Exercise description
The lines from the top of the material through the line with "positive clicks: (224, 650)" are to be set down exactly. Leave the pictures out.

Material provided
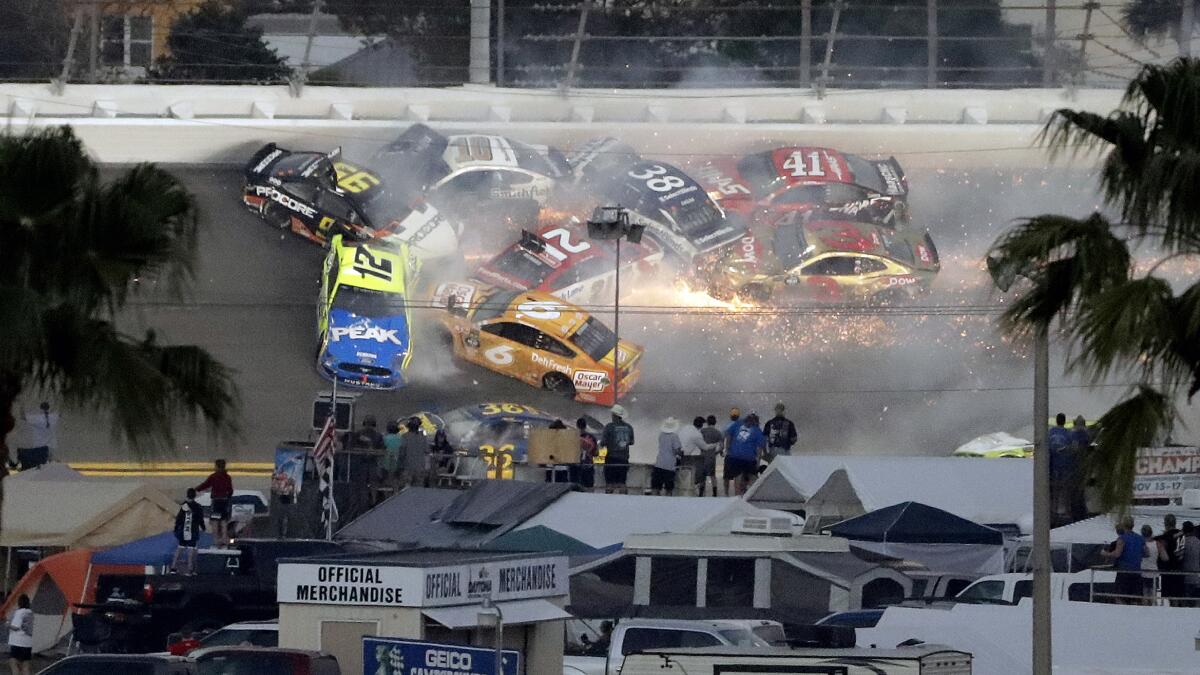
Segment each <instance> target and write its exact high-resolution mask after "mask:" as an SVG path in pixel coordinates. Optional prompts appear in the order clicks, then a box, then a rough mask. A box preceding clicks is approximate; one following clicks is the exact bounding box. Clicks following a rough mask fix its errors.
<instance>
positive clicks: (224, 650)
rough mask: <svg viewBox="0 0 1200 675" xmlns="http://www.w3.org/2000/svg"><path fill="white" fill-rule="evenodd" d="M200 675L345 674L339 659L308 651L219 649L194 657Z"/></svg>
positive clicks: (311, 651) (227, 647)
mask: <svg viewBox="0 0 1200 675" xmlns="http://www.w3.org/2000/svg"><path fill="white" fill-rule="evenodd" d="M192 661H194V662H196V674H197V675H341V673H342V669H341V668H340V667H338V665H337V658H335V657H334V656H331V655H328V653H323V652H314V651H305V650H289V649H280V647H275V649H266V647H215V649H211V650H202V651H198V652H196V653H194V655H192Z"/></svg>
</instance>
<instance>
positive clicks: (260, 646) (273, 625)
mask: <svg viewBox="0 0 1200 675" xmlns="http://www.w3.org/2000/svg"><path fill="white" fill-rule="evenodd" d="M244 646H245V647H277V646H280V622H278V621H241V622H238V623H230V625H228V626H226V627H224V628H218V629H216V631H214V632H211V633H209V634H208V635H200V637H194V635H180V637H179V639H176V640H173V641H170V643H169V644H168V645H167V651H168V652H170V653H173V655H175V656H187V655H190V653H192V652H193V651H196V650H200V649H209V647H244Z"/></svg>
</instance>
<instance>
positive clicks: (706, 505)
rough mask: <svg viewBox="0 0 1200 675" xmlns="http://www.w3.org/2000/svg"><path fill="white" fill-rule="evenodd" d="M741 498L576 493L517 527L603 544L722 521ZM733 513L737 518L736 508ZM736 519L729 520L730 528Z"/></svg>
mask: <svg viewBox="0 0 1200 675" xmlns="http://www.w3.org/2000/svg"><path fill="white" fill-rule="evenodd" d="M744 507H745V504H743V503H742V500H739V498H737V497H706V498H695V500H684V498H679V497H656V496H642V495H600V494H593V492H570V494H568V495H563V497H562V498H559V500H558V501H556V502H554V503H552V504H550V506H548V507H546V508H545V509H542V510H541V513H538V514H536V515H534V516H533V518H530V519H529V520H527V521H524V522H523V524H521V525H520V526H518V527H517V531H521V530H526V528H529V527H538V526H545V527H548V528H551V530H554V531H556V532H560V533H563V534H566V536H568V537H571V538H574V539H577V540H580V542H583V543H584V544H587V545H589V546H593V548H596V549H602V548H605V546H611V545H613V544H619V543H622V542H624V540H625V539H626V538H628V537H629V536H630V534H659V533H664V532H672V533H680V534H684V533H692V532H697V531H698V530H702V528H704V527H706V526H709V525H712V526H714V527H715V526H716V525H718V521H719V520H720V516H721V514H722V513H725V512H728V510H730V509H737V510H739V512H740V510H742V509H743V508H744ZM730 518H731V519H732V518H733V514H732V513H731V515H730ZM728 528H730V524H728V522H726V524H725V525H724V531H725V532H728V531H730V530H728Z"/></svg>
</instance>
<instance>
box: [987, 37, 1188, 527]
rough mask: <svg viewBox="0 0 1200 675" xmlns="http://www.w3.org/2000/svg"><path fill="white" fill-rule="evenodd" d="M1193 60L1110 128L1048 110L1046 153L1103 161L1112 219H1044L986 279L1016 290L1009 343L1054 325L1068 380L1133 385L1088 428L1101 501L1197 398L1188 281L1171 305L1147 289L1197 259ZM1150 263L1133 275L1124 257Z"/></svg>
mask: <svg viewBox="0 0 1200 675" xmlns="http://www.w3.org/2000/svg"><path fill="white" fill-rule="evenodd" d="M1198 119H1200V61H1198V60H1193V59H1177V60H1175V61H1172V62H1171V64H1169V65H1165V66H1157V65H1152V66H1145V67H1144V68H1142V70H1141V71H1140V72H1139V74H1138V77H1136V78H1135V79H1134V80H1133V82H1130V83H1129V86H1128V88H1127V90H1126V94H1124V97H1123V100H1122V104H1121V107H1120V108H1118V109H1116V110H1114V112H1112V113H1110V114H1108V115H1098V114H1094V113H1087V112H1081V110H1072V109H1060V110H1057V112H1056V113H1055V114H1054V117H1052V118H1051V119H1050V121H1049V123H1048V124H1046V126H1045V129H1044V130H1043V135H1042V139H1043V142H1044V143H1045V144H1046V145H1048V147H1049V148H1050V150H1051V154H1058V153H1063V151H1074V153H1080V151H1082V153H1087V151H1093V153H1098V154H1100V155H1103V162H1102V166H1100V187H1102V192H1103V196H1104V201H1105V203H1106V204H1108V205H1109V207H1110V208H1111V209H1112V210H1114V211H1115V213H1116V214H1118V215H1120V221H1116V222H1114V221H1111V220H1109V219H1108V217H1105V216H1104V215H1102V214H1093V215H1090V216H1087V217H1084V219H1074V217H1068V216H1060V215H1042V216H1037V217H1032V219H1028V220H1026V221H1024V222H1021V223H1019V225H1018V226H1016V227H1014V228H1013V229H1012V231H1009V232H1008V233H1006V234H1004V235H1002V237H1001V238H1000V239H998V240H997V241H996V244H995V245H994V246H992V249H991V251H990V252H989V258H988V267H989V270H990V271H991V274H992V279H994V280H995V282H996V285H997V286H1000V287H1001V288H1007V287H1008V285H1009V283H1012V281H1013V279H1014V277H1016V276H1021V277H1025V279H1026V281H1024V282H1022V285H1021V288H1020V291H1019V294H1018V297H1016V298H1015V300H1014V303H1013V304H1012V305H1010V306H1009V307H1008V310H1007V311H1006V312H1004V313H1003V316H1002V317H1001V325H1002V328H1003V329H1004V330H1006V331H1007V333H1009V334H1012V335H1025V334H1028V333H1032V331H1034V330H1038V329H1042V328H1048V327H1049V325H1050V324H1051V323H1052V322H1055V321H1056V319H1057V321H1058V322H1060V324H1061V333H1062V334H1063V336H1064V337H1066V339H1067V340H1068V344H1069V345H1070V347H1072V350H1070V357H1069V359H1068V362H1067V369H1068V371H1078V372H1080V374H1082V375H1084V376H1086V377H1088V378H1091V380H1092V381H1093V382H1097V381H1099V380H1103V378H1105V377H1108V376H1110V375H1120V376H1122V377H1132V378H1133V381H1134V386H1133V387H1130V392H1129V394H1128V396H1127V398H1126V399H1124V400H1123V401H1121V402H1120V404H1117V405H1116V406H1114V407H1112V408H1111V410H1109V411H1108V412H1106V413H1105V414H1104V416H1103V417H1102V418H1100V419H1099V422H1098V431H1097V435H1096V442H1097V446H1098V449H1097V452H1096V453H1093V454H1092V455H1091V458H1090V468H1091V470H1092V473H1093V474H1094V476H1096V479H1097V483H1098V486H1099V492H1100V498H1102V501H1103V503H1104V506H1106V507H1123V506H1126V504H1128V503H1129V501H1130V498H1132V496H1133V477H1134V467H1135V462H1136V453H1138V448H1141V447H1146V446H1148V444H1151V443H1153V442H1154V441H1156V438H1162V437H1163V436H1165V435H1168V434H1169V432H1170V430H1171V428H1172V425H1174V424H1175V422H1176V419H1177V411H1176V408H1175V401H1176V400H1177V399H1178V394H1181V393H1183V390H1184V387H1186V392H1187V396H1188V399H1189V400H1190V398H1192V395H1193V394H1195V393H1196V392H1198V390H1200V282H1193V283H1192V285H1190V286H1188V287H1187V288H1184V289H1182V292H1178V293H1177V292H1176V291H1175V289H1174V288H1172V287H1171V285H1170V283H1169V282H1168V281H1166V280H1165V279H1164V277H1163V276H1159V273H1160V271H1162V267H1160V265H1162V264H1163V263H1164V262H1166V261H1170V259H1174V258H1178V257H1186V256H1196V255H1200V125H1196V120H1198ZM1135 246H1138V247H1140V249H1141V250H1148V251H1152V252H1153V253H1154V255H1157V256H1158V259H1157V261H1156V262H1153V264H1152V265H1151V267H1150V268H1148V269H1146V270H1145V271H1142V270H1140V269H1138V267H1136V265H1135V264H1134V258H1133V255H1132V252H1130V251H1132V249H1133V247H1135Z"/></svg>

Reply
Segment each <instance> target and write its exact high-resolution mask after "mask:" as an SVG path in pixel coordinates. Optional prompts appear in the order clicks, then a box, then a rough mask. A box preceding clicks is approximate; one following clicks is the exact bounding box. Clicks following a rough mask fix its errors.
<instance>
positive clicks: (224, 650)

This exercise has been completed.